PDA

View Full Version : Could be Digital Natural Motion implemented in XVID?


Lobuz
25th May 2003, 18:09
Philips is going to implement its "Digital Natural Motion" TV system to use at PC while playing DVD, DivX. It should generate intermediate images to use full refresh rate of monitor with original 24-25 frames. News (www.whatvideotv.com/cgi-bin/displaynews.php?id=3949[/url)
I thought that it could be possible to do something like that in xvid decoder. So motion would be more fluent. Imagine 100fps. Even if it wouldn't have more data the picture should be nicer.

Any comments, thoughts?

Regards
Lobuz

OUTPinged_
25th May 2003, 19:47
1. alot of cpu time required
2. alot of effort required
3. useless for FILM and anime, useless for cam/interlaced tv captures.
4. no one would notice the effect
5. false motion may produce visual artifacts

Let big and wealthy companies like Philips spend their money and R&D resources as they would like.

athos
25th May 2003, 20:53
My Sony TV has something like this, and when compared to other TVs in TV store it does look better, same thing comparing with this feature on/off at home. I suggested this for ffdshow, and a very simple for is implemented (interpolating two frames to produce an intermediate). This is too simple to give any good effect, but I think it might be possible by using the motion vector information in the video stream. I have also suggested an algorithm for this (see this (http://forum.doom9.org/showthread.php?s=&threadid=36361) thread), but I am not familiar enough with mpeg-4 and directshow programing to implement it myself.

I still dont think we should just discard this idea. When the TV does this it ha to somehow calculate the motion in the video, but we already have this information (in Xvid for example) so it should require much less cpu.

mf
25th May 2003, 21:39
I have tested dynapel slowmotion (yay I got it to work in graphedit) on anime sources and a problem I also encountered when I was manually interpolating frames in an experiment (manually means setting the motion vectors by hand) is that you can't interpolate motion coming in from outside the frame. Also still objects in front of motion or subtitles impair the process greatly. I don't think anyone will come with a solution for these problems in the near future.

vinouz
26th May 2003, 17:17
and the fact is that the motion compensated macroblock, after being copied from previous location in last frame, is then applied a delta image. And if you could halve the MV, you couldn't get the exact delta information corresponding to it.
The only way I could see using would be taking the last MB, the new MB, blending it, and putting it halfway from source to destination. and you'd have to complete the remaining image (as there will be 'holes in the pictures, not all MV being parrallel usually). And there would be partially recovering block problems. And I'm pretty sure it would look shitty.
Another way I thought of before would be to move region surrounding the centre of the MBs of the new frame halfway rear (with a kind of 'pinch'ing effect : each pixel will be moved to a place directed by the linear interpolation between the MB-surrounding-it's MV, and this would be made as the inverse function (e.g. each dest pixel relating to a source pixel)) and the one surrounding the centre of the MBs of the last frame halfway on, then blend the two results.

DATA SECTION:

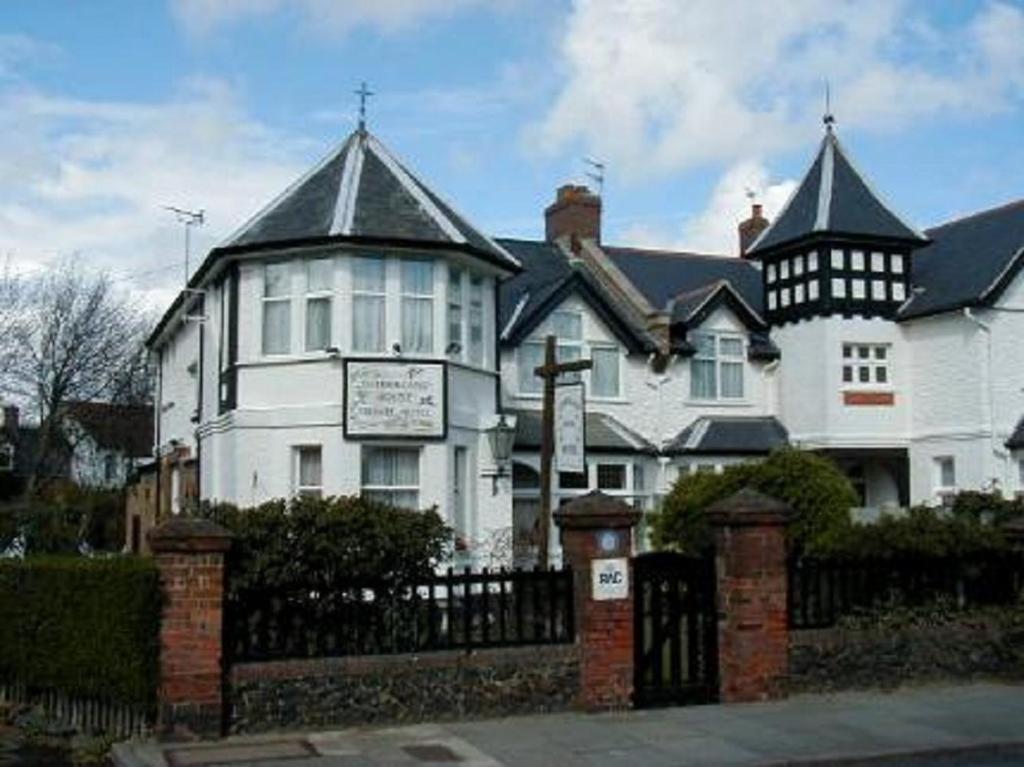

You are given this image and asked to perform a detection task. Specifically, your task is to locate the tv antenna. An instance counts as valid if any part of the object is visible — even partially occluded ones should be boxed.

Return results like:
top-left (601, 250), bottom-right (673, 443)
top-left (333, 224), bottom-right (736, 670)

STATED EXERCISE 1: Repeat the part of the XVID frame-interpolation thread between "I thought that" and "should be nicer.", inclusive.
STATED EXERCISE 2: In the XVID frame-interpolation thread, which program did mf test on anime sources?
STATED EXERCISE 3: Resume the forum thread on adding frame interpolation to XVID from where it stops.
The listing plays no part in this work.

WRITTEN ANSWER 1:
I thought that it could be possible to do something like that in xvid decoder. So motion would be more fluent. Imagine 100fps. Even if it wouldn't have more data the picture should be nicer.

WRITTEN ANSWER 2: Dynapel slowmotion.

WRITTEN ANSWER 3:
Yeah. Quite time consuming.
[edit : ah ! and what about this moving wall artifact we tried to avoid. I think he would be back, and stronger than ever ! ;) ]

Or a quick dirty little sse/mmx pblend, or even to be softer, 4 times quicker, .... an interlaced frame between them. Yo !

Finally, I like this solution rather. Milan ?

sysKin
26th May 2003, 17:38
IMHO if a TV can do that, it's doable ;)

Although I admit I have no idea how :)

vinouz
27th May 2003, 13:11
Yes, and I think the TV does the simple blending.
(as it has no information about motion vectors)

But the problem is that it takes mmory bandwith. And that's simply where it takes too much time.
That's why copying one line on two from the next frame at half the time (without a new buffer. Maybe dirty but twice less memory consuming) could be a nice option to smooth a bit the display. (I'm not talking abouth smoothing the image, you had understood. Period).
[edit : one blend being on the odd lines, the second on the even, to give a little more of a TV look and feel]

Defiler
27th May 2003, 14:27
ffdshow already does this, on the Deinterlacing tab. Heh.

vinouz
27th May 2003, 19:44
I'm not talking about deinterlacing but about interlacing. :)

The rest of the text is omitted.